▸ **Tareas a realizar**
a: Reproduce tal cual la parte del fragmento sobre las pantallas que va entre "Una y otra vez" y "nuestro ecosistema simbólico.", ambos incluidos.
b: Enumera los factores que, según el fragmento sobre las pantallas, no producen por sí solos la ruptura del equilibrio vital en nuestro ecosistema simbólico.

▸ **Fragmento del texto**
Una y otra vez en este blog intentamos desentrañar ese difícil enigma que se esconde en lo obvio de mirar el cristal de una pantalla. Una vez y otra hemos repetido que el acto mismo de consumir imágenes ante una pantalla es una nueva manera de percibir la realidad que altera sustancialmente nuestra psicología. Aunque depende en gran parte de estos factores, no es sólo el tiempo de consumo, ni su esencia visual, ni sus contenidos más o menos tóxicos los que están produciendo una ruptura del equilibrio vital en nuestro ecosistema simbólico.
Hemos hablado y leído sobre el gusto inconsciente de estar al otro lado del cristal. Miro la tragedia social en la pantalla y a la tristeza de ver se suma la alegría de no estar ahí, de pertenecer a otro plano, de contemplar una realidad que no es real porque no estoy en ella. La realidad irreal penetra en mi ecosistema, en mi medioambiente, pero siento que no pertenece a él sino como una realidad vicaria y evanescente, perfectamente compatible con el café. «De igual modo que me entristezco a salvo de la verdadera tristeza ante la ficción cinematográfica, la pantalla convierte en ficción la realidad que me transmite poniéndome a salvo de la realidad».

▸ **Datos de entrada**
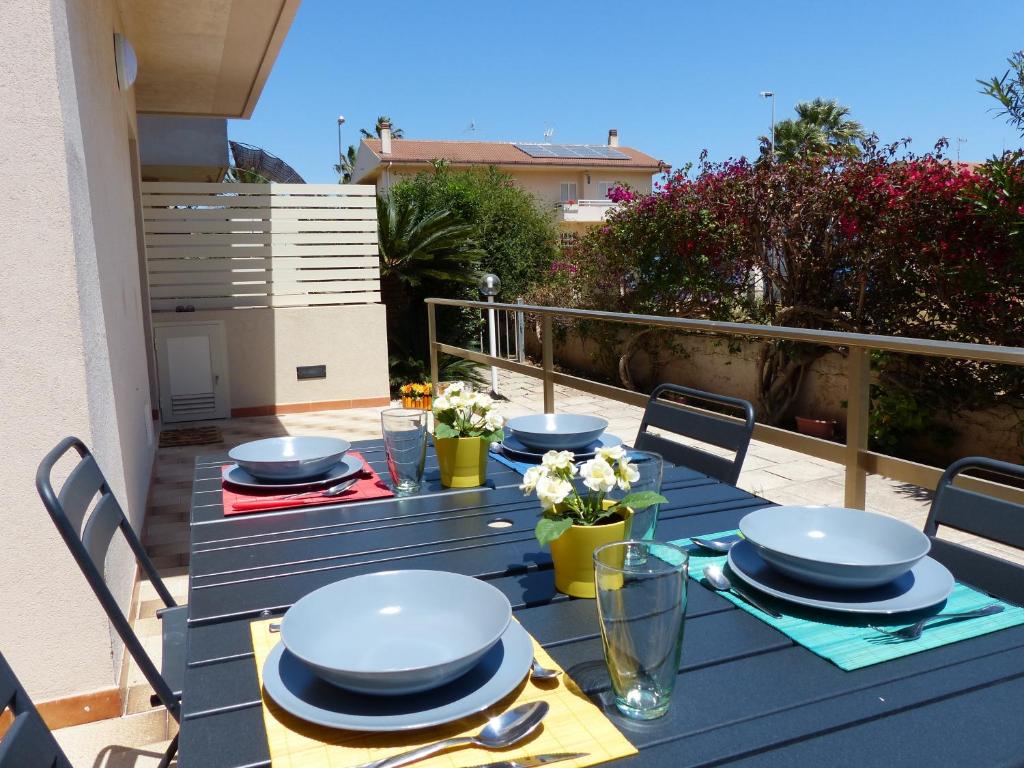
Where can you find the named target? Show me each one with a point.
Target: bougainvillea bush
(888, 243)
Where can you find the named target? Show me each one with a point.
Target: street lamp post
(771, 136)
(491, 286)
(341, 169)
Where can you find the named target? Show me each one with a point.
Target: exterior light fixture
(491, 286)
(125, 61)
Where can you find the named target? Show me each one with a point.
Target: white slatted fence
(215, 246)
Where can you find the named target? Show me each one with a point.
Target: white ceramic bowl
(556, 431)
(835, 547)
(289, 458)
(396, 632)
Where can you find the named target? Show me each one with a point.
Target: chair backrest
(25, 739)
(88, 530)
(705, 427)
(982, 515)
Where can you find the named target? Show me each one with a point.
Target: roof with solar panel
(513, 153)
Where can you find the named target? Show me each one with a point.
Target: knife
(535, 761)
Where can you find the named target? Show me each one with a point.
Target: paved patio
(136, 739)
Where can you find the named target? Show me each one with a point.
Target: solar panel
(572, 152)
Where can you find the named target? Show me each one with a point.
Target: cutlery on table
(914, 630)
(537, 672)
(717, 579)
(500, 732)
(535, 760)
(715, 545)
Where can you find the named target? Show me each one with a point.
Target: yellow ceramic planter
(572, 554)
(463, 461)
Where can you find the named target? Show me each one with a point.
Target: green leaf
(444, 430)
(549, 528)
(642, 500)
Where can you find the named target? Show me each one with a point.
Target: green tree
(820, 126)
(518, 238)
(423, 252)
(344, 170)
(1009, 91)
(376, 132)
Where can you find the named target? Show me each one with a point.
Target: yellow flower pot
(572, 554)
(463, 461)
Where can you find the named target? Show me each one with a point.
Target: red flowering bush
(907, 246)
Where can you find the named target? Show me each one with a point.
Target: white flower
(555, 460)
(610, 454)
(627, 473)
(530, 478)
(552, 491)
(598, 475)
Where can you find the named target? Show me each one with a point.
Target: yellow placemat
(572, 724)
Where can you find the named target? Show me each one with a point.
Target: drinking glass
(641, 601)
(406, 445)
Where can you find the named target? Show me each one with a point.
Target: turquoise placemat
(849, 643)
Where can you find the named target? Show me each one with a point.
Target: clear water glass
(641, 601)
(406, 446)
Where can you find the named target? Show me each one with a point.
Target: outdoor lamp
(489, 285)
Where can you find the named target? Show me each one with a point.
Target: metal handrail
(859, 462)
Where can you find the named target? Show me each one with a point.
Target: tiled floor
(777, 474)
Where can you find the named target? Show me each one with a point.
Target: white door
(192, 363)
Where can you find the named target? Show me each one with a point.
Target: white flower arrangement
(462, 413)
(563, 505)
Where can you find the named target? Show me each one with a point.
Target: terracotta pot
(572, 554)
(463, 461)
(816, 427)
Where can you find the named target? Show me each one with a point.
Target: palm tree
(344, 170)
(422, 252)
(376, 132)
(821, 125)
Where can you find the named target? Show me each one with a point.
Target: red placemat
(240, 502)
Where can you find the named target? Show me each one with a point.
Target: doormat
(189, 436)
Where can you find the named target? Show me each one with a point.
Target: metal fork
(914, 630)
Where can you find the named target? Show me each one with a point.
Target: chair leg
(172, 750)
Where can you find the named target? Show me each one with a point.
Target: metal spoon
(715, 545)
(914, 630)
(717, 579)
(338, 489)
(542, 673)
(500, 732)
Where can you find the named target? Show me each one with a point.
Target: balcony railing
(859, 462)
(586, 210)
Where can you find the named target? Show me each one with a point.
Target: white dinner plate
(347, 467)
(300, 692)
(927, 584)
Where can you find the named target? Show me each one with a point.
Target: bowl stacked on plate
(528, 437)
(839, 559)
(396, 632)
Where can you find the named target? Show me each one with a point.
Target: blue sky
(673, 77)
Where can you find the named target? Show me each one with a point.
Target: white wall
(73, 350)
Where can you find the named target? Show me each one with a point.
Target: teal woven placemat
(848, 642)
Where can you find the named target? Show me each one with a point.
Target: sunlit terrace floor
(136, 739)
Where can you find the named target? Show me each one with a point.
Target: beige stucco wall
(264, 346)
(73, 350)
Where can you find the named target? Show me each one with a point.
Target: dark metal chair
(28, 742)
(979, 514)
(88, 529)
(707, 427)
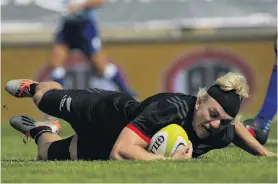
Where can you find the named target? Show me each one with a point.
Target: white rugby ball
(168, 140)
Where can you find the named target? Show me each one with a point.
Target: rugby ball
(168, 140)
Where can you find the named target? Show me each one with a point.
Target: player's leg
(50, 145)
(259, 125)
(93, 50)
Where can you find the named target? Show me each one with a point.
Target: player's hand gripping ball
(168, 140)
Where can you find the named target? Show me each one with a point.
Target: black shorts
(92, 116)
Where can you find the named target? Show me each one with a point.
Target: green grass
(229, 165)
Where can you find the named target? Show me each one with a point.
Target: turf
(229, 165)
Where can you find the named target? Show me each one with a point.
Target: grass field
(229, 165)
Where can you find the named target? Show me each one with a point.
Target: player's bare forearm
(247, 142)
(91, 3)
(136, 153)
(130, 146)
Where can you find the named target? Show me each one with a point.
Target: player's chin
(202, 133)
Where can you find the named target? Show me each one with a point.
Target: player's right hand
(184, 153)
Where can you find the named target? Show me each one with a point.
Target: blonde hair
(230, 81)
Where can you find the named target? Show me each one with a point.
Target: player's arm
(247, 142)
(131, 146)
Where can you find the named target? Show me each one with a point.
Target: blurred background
(161, 45)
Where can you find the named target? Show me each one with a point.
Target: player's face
(209, 118)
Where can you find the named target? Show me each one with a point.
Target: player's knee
(42, 88)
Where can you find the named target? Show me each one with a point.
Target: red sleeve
(139, 133)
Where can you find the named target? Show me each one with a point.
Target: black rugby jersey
(114, 111)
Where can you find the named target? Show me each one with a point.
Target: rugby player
(78, 29)
(112, 125)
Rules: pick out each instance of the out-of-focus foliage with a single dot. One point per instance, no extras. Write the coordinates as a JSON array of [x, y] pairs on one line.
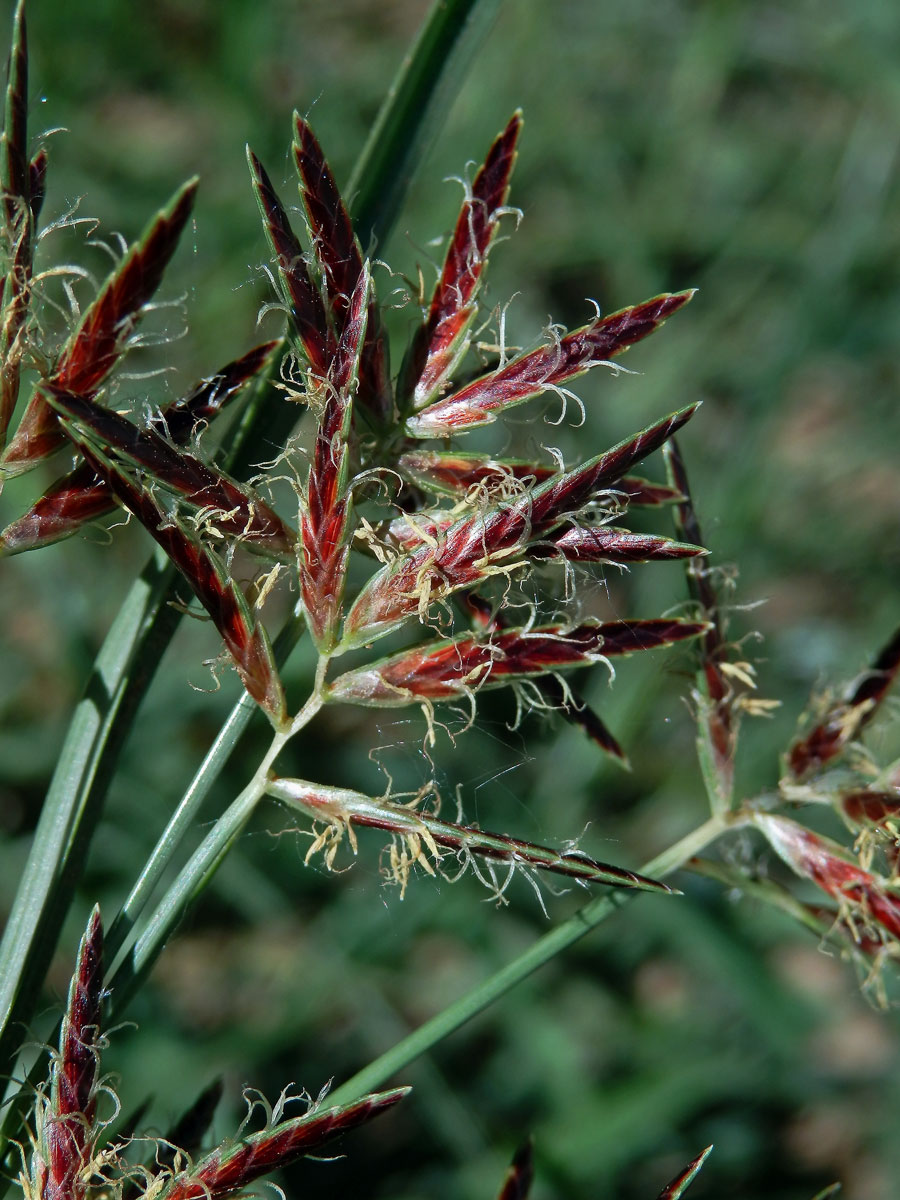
[[749, 150]]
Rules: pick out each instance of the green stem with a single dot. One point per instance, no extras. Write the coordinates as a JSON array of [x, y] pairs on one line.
[[503, 981], [421, 91]]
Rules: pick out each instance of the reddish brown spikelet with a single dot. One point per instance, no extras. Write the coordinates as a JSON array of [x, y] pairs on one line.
[[447, 670], [679, 1185], [419, 831], [468, 550], [551, 366], [81, 496], [718, 731], [101, 336], [844, 721], [577, 712], [442, 340], [67, 1127], [18, 223], [232, 508], [245, 640], [455, 474], [871, 808], [520, 1176], [341, 262], [826, 863], [233, 1168], [606, 544], [324, 526], [303, 299]]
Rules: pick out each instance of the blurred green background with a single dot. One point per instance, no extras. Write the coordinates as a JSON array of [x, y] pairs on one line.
[[745, 149]]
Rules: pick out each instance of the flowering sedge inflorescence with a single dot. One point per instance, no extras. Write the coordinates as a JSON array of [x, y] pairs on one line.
[[449, 549]]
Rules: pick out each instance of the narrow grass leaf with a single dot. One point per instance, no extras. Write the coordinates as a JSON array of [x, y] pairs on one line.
[[544, 370], [325, 521], [226, 505], [245, 639], [846, 719], [451, 669], [102, 334], [676, 1188], [300, 294], [233, 1167], [442, 341], [421, 837], [477, 546]]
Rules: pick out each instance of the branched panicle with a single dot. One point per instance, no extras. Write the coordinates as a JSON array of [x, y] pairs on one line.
[[442, 341], [844, 720], [324, 527], [82, 496], [245, 639], [233, 1168], [466, 552], [67, 1123]]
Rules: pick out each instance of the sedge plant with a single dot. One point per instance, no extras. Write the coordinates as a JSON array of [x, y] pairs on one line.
[[418, 567]]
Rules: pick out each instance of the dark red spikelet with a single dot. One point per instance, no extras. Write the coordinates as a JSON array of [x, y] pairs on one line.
[[245, 639], [234, 509], [551, 366], [324, 526], [303, 299], [101, 336], [73, 1095], [844, 721], [340, 258], [82, 497], [442, 341], [232, 1168], [18, 222], [475, 545], [520, 1176], [438, 671], [676, 1188]]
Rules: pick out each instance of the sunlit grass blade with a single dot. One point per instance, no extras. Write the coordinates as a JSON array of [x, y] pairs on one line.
[[547, 369], [442, 341], [301, 298], [340, 258], [102, 334], [19, 187], [420, 838]]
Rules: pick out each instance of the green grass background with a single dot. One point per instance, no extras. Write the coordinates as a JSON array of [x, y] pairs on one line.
[[745, 149]]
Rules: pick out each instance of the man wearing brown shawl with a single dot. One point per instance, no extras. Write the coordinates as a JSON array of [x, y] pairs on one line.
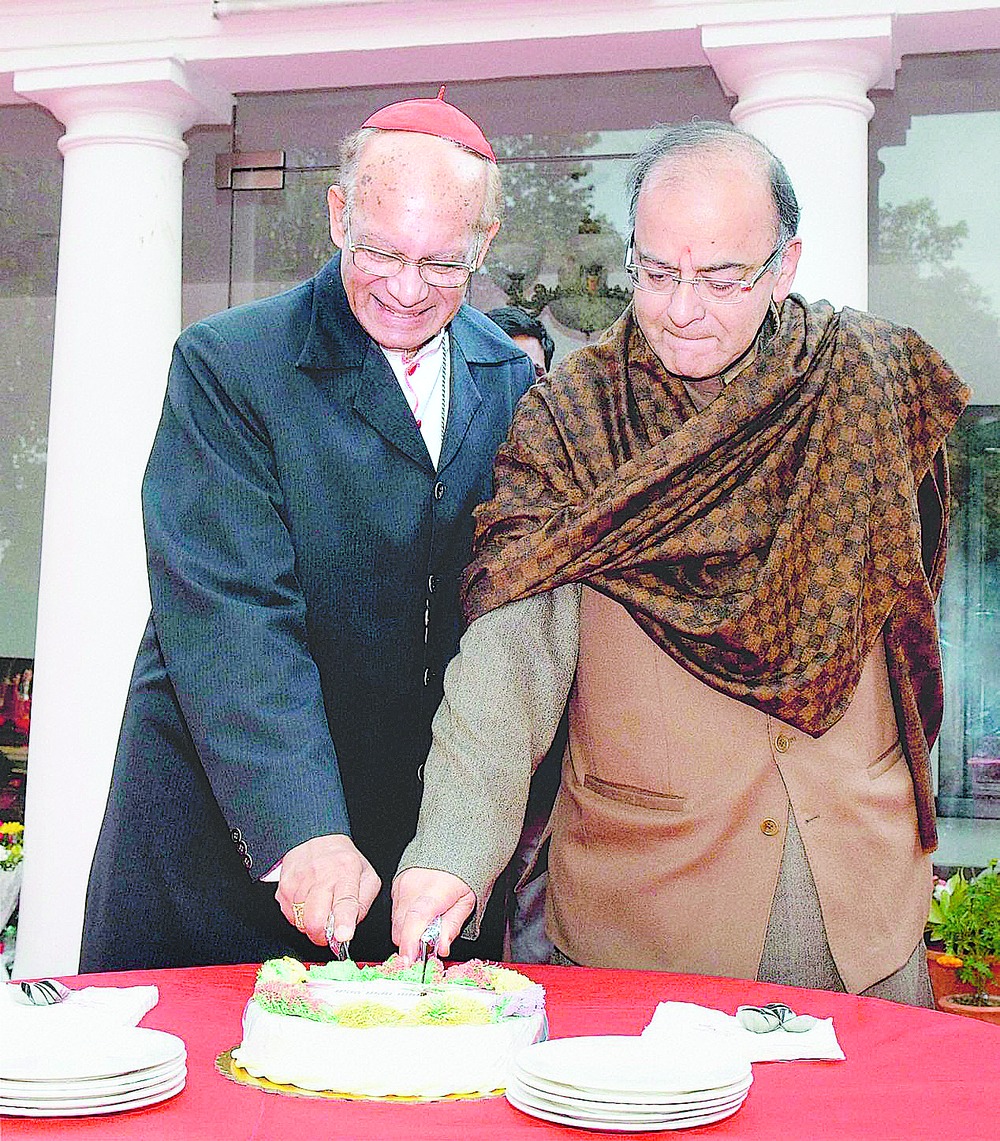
[[719, 532]]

▸ **Tus respuestas**
a:
Una y otra vez en este blog intentamos desentrañar ese difícil enigma que se esconde en lo obvio de mirar el cristal de una pantalla. Una vez y otra hemos repetido que el acto mismo de consumir imágenes ante una pantalla es una nueva manera de percibir la realidad que altera sustancialmente nuestra psicología. Aunque depende en gran parte de estos factores, no es sólo el tiempo de consumo, ni su esencia visual, ni sus contenidos más o menos tóxicos los que están produciendo una ruptura del equilibrio vital en nuestro ecosistema simbólico.

b:
- El tiempo de consumo
- Su esencia visual
- Sus contenidos más o menos tóxicos